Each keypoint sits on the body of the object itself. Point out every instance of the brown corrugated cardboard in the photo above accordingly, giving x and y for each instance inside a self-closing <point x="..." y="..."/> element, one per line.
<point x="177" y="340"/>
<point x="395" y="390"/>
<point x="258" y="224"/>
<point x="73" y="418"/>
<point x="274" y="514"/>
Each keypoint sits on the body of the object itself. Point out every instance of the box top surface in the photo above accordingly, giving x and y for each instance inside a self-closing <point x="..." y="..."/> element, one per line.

----

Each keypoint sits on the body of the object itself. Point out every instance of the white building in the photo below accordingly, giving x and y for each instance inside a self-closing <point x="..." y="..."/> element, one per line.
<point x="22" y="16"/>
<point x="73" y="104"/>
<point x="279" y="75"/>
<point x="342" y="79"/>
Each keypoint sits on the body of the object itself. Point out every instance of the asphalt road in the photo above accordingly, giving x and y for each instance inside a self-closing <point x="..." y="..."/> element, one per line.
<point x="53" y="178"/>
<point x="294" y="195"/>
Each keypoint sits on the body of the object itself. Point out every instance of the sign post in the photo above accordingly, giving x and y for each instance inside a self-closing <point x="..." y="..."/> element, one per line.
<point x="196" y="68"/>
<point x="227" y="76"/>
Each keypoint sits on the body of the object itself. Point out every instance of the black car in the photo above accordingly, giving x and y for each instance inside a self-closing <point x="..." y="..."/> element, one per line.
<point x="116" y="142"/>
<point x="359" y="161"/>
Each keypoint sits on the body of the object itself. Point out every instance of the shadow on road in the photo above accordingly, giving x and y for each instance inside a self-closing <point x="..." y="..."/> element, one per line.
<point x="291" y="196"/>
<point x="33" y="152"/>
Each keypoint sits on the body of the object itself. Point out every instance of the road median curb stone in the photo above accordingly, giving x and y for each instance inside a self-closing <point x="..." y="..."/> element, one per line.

----

■ THE EXERCISE
Reproduce, character for character, the rows from the one containing "of the brown" through the one containing "the box top", both of those rows included.

■ SOLUTION FOR THIS PROBLEM
Each keypoint sits on the body of the object itself. Point out every instance of the brown corrugated cardboard in the photo above accordingly, giving x and y for each instance inside a self-closing <point x="..." y="..."/> element, one per line.
<point x="177" y="340"/>
<point x="395" y="390"/>
<point x="258" y="224"/>
<point x="73" y="418"/>
<point x="274" y="514"/>
Each keypoint sits on the body of the object itself. Point out every instance of the box top surface in the photo above accordingly, giving x and y for each instance inside a self-closing <point x="..." y="..."/> element, one per line.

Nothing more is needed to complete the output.